*Tâche demandée A:* Repérez chaque ligne contenant la chaîne "orange", en respectant la casse, puis recopiez ces lignes en entier.

*Extrait source:*
▶

Critique d'un campagne Sandbox : Slumbering Tsar


Cette campagne en anglais a été publiée par Frog God Games. L'auteur est Greg Vaughan, qui est assez connu, et est aussi l'auteur de nombreux scénarios D&D et pathfinder depuis des années (y compris des adventure path de Paizo).


Commençons déjà par présenter la bête : elle existe sous deux formes : une suite de 14 épisodes d’une cinquantaine de pages, ou alors sous sa forme “Saga” regroupée en un seul tome de plus de 900 pages. Le tout est en noir et blanc, décorée d’un certain nombre d’illustrations intérieure, de qualité généralement moyenne. L’ouvrage contient un grand nombre de cartes, si on est très loin de la qualité des cartes des “adventure path” de chez paizo, on se rapproche davantage d’un aspect retro très première ou deuxième édition. Cependant, les cartes étant claires et lisibles, ce n’est pas forcément un défaut majeur, sauf si on espérait pouvoir les intégrer directement dans un fantasy grounds pour une partie en ligne (là, je pense que ça va piquer les yeux des joueurs).


Le titre “Slumbering Tsar” fait référence à la cité temple de Tsar, autrefois dédiée à Orcus. C’est en participant à l’écriture de Rappan Athuk (un mega donjon) que l’auteur a eu l’idée de développer une partie du background et de créer cette immense campagne autour de la ville de Tsar, assiégée par les forces de la Lumière, puis abandonnées subitement par les forces d’Orcus. Plusieurs siècles plus tard, la région autour de cette ville est seulement connue sous le nom de “La Désolation”, et ce n’est rien de le dire !


Globalement l’ouvrage est découpé en quatre grandes parties : la Désolation, la cité de Tsar, la citadelle d’Orcus, et les appendices. Ce découpage aura une réalité en jeu, en effet les joueurs devront commencer par explorer la Désolation avant de pouvoir accéder à la ville, puis explorer la ville avant de trouver la citadelle. Il est indiqué dans la campagne que la Désolation est prévue pour des aventuriers de niveau 7-11, la cité pour du niveau 12-16, enfin la citadelle pour ceux qui dépassent le 16ième niveau.

◀

*Tâche demandée B:* D'après la critique ci-dessus, à quels niveaux d'aventuriers la partie consacrée à la cité de Tsar est-elle destinée ?

*Lignes extraites:*
▶

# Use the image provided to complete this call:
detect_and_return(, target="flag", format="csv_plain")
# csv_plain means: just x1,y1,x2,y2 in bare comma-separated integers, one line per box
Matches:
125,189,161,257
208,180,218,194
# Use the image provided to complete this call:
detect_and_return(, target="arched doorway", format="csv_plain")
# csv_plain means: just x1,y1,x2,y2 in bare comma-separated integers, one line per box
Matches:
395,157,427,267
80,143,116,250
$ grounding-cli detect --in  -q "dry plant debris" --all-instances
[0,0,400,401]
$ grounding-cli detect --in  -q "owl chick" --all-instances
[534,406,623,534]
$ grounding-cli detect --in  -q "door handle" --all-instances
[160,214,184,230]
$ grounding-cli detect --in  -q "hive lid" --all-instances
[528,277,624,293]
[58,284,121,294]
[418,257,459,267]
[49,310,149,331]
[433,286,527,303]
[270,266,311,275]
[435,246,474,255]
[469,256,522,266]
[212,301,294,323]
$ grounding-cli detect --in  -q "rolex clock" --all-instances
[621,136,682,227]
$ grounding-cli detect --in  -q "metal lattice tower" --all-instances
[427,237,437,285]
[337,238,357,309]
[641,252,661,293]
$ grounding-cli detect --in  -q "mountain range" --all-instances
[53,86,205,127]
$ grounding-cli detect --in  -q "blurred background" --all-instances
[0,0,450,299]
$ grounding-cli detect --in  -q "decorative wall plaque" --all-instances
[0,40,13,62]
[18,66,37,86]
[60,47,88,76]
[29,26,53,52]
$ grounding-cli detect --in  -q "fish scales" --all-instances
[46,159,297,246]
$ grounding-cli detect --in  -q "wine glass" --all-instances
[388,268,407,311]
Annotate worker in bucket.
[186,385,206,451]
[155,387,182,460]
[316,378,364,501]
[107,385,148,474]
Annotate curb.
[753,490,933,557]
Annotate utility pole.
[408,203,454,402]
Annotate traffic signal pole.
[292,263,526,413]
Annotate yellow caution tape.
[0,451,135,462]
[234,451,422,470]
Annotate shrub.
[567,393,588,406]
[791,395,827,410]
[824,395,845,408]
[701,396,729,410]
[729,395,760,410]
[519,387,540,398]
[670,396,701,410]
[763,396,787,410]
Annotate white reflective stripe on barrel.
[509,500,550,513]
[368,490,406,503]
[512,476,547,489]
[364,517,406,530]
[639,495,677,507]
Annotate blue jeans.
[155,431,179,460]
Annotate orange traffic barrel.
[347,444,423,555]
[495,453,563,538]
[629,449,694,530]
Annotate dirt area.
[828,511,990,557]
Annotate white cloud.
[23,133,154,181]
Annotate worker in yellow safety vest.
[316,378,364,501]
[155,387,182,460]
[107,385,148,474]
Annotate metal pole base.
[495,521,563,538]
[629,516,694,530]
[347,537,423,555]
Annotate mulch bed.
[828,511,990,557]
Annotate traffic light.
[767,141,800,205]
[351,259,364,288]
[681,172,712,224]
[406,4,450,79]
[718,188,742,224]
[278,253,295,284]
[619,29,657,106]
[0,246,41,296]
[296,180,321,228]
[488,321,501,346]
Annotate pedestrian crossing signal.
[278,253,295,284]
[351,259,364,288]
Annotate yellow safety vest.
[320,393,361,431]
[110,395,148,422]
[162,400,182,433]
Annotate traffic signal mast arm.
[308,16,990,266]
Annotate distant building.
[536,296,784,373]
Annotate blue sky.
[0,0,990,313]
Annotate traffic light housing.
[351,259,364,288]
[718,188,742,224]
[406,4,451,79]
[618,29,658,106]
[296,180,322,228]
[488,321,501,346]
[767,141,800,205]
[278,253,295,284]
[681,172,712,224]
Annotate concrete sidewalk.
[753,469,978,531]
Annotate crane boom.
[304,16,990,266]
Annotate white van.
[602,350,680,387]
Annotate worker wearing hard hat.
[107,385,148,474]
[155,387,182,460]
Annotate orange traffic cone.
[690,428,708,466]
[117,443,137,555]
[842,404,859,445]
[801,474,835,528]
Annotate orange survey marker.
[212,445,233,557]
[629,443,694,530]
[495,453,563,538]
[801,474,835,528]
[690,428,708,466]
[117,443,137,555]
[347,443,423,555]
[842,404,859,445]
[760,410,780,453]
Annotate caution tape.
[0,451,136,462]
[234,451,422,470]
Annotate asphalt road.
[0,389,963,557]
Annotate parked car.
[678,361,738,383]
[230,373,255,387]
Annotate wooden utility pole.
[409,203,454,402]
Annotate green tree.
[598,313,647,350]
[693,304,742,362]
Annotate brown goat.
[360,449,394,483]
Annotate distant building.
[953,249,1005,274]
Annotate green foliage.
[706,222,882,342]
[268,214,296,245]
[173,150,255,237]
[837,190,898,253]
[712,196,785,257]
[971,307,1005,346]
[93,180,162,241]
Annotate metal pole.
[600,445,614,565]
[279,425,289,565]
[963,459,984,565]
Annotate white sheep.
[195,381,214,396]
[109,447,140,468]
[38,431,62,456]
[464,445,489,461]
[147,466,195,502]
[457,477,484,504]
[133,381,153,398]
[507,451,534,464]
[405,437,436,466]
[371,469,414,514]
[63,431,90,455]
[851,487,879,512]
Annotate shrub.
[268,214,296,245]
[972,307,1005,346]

◀

*Résultat correct A:*
Annotate orange traffic barrel.
Annotate orange traffic cone.
Annotate orange survey marker.

*Résultat correct B:* Aux aventuriers de niveau 12 à 16.